__Given instruction__.
Leave out the images; return the rest of the data exactly.

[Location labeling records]
────────────────────────────────────────

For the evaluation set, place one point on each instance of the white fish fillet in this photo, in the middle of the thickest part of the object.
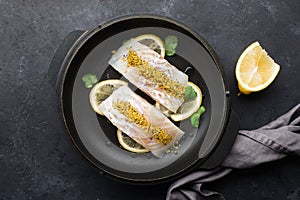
(154, 60)
(135, 131)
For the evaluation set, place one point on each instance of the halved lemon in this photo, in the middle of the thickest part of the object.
(153, 42)
(255, 69)
(102, 90)
(129, 144)
(189, 107)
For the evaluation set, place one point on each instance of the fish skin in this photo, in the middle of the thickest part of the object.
(152, 114)
(155, 60)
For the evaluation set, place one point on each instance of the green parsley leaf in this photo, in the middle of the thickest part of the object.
(195, 117)
(189, 93)
(171, 43)
(89, 80)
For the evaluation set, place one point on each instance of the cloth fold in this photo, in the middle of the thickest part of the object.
(271, 142)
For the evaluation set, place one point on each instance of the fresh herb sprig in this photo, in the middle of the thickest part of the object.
(171, 42)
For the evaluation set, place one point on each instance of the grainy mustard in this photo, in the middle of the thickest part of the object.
(133, 115)
(152, 74)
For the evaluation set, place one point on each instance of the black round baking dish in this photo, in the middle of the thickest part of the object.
(88, 51)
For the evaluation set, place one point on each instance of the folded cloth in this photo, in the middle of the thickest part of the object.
(273, 141)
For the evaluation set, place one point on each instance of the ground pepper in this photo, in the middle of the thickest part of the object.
(152, 74)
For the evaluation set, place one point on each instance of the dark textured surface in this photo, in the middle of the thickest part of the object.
(37, 159)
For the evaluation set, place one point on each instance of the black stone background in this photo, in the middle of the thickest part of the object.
(37, 159)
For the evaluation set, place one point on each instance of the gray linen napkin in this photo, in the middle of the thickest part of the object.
(273, 141)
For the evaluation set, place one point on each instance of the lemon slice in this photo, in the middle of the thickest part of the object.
(189, 107)
(255, 69)
(102, 90)
(153, 42)
(129, 144)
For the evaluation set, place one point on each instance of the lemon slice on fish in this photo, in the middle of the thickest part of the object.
(129, 144)
(153, 42)
(102, 90)
(189, 107)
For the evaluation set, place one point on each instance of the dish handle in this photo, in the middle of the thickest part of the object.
(55, 68)
(225, 144)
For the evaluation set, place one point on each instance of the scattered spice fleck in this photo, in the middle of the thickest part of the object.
(174, 88)
(133, 115)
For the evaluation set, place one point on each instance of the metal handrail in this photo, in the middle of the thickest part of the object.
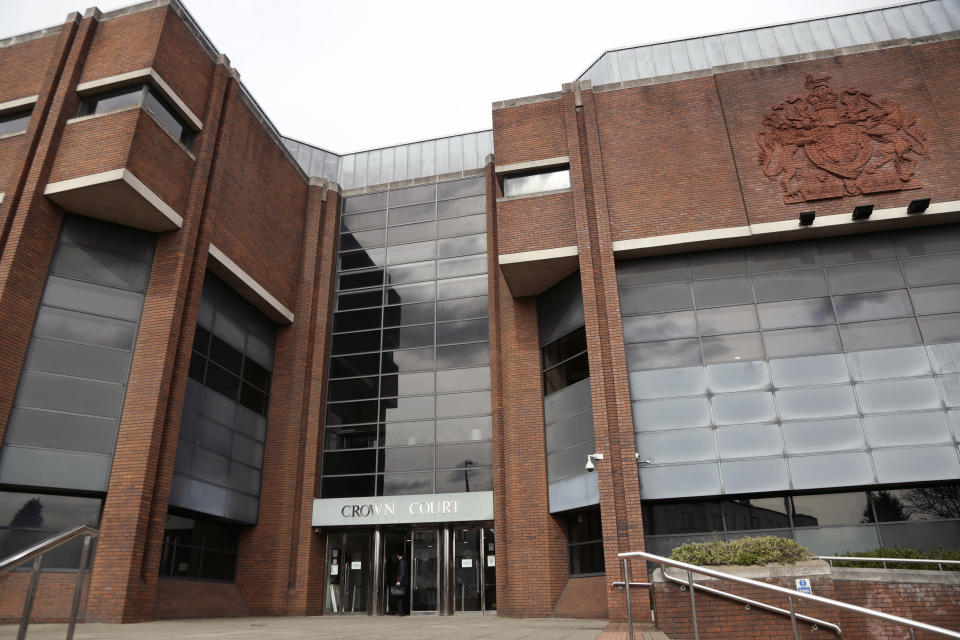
(36, 553)
(912, 625)
(816, 622)
(884, 561)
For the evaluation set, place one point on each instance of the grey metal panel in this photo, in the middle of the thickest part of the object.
(574, 493)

────────────────────────────────────────

__Answer__.
For the evaluation set, place one point on each instance of the white fish fillet in this photo, in the middle of the thickest part of the object.
(154, 60)
(135, 131)
For the evaluation set, place one point on each instance of the halved lemon in this photo, in the middle of the thickest part of the object.
(153, 42)
(255, 69)
(102, 90)
(129, 144)
(189, 107)
For the evaluation set, place one point on each instance of the fish skin in this photo, in the middle of the thickest part of the object.
(152, 114)
(155, 60)
For the evaluation set, place one point on each instance of the green parsley leaf in this photo, in the middle of the thickest part of the object.
(195, 117)
(189, 93)
(171, 43)
(89, 80)
For the evaluation set, place one point on each instance of the cloth fold in this photo, in the middle of the thickest part of the object.
(271, 142)
For the evaluation set, place one point on each instance of the fresh herb sprig in this photo, in the middle of the thickest part of the object.
(171, 42)
For the evaluation set, place one point on each instance of the grainy mustard in this photo, in the middle of the thickest part of the object.
(133, 115)
(152, 74)
For the evaluation set, place one point on each instance of the black round baking dish in this photo, in the middle of the thickest part of the object.
(88, 51)
For the evaluation set, place one point on each instance of the folded cloth in this photo, in the middle of the thickest part of the object.
(273, 141)
For the evaluation set, place one point on each instance of the ground pepper in this photo, in the middle of the thickest part of the object.
(152, 74)
For the evaluation set, place one point on each instance of the dark textured surface in this photo, in the middle of the thickest part of the object.
(37, 159)
For the evaluation set, place one point on each instance of the black stone background in this photo, in the middle of the thickest part of the object.
(37, 159)
For the evaluation set, place one point on each instance of the gray linen napkin in this photo, in the middle of the thickest part of the object.
(273, 141)
For the evaluation set, place one point on each instance of the lemon slice in this photo, in the middle of the thickest part of the object.
(189, 107)
(255, 69)
(102, 90)
(153, 42)
(129, 144)
For the evaluation set, place one point on each instance of the lemon slice on fish in this photo, in the middle of the thickest part of the object.
(129, 144)
(153, 42)
(102, 90)
(189, 107)
For the evaluation set, place one point on each instance of the dish handle in this photo, in the middle of the thickest part of the object.
(55, 68)
(225, 144)
For the evaluation set, place one point on each instance of the scattered spice fleck in this photo, in the middle of the thickest part of the object.
(174, 88)
(133, 115)
For the evaluation set, place one point on each instance of the metal handrail in this photo, in the middle of the thickest part of the object.
(36, 553)
(912, 625)
(816, 622)
(884, 561)
For the evaluation set, place one point on each instance of the grey metal panel in this photo, in the middle of the thickest part of the object.
(574, 493)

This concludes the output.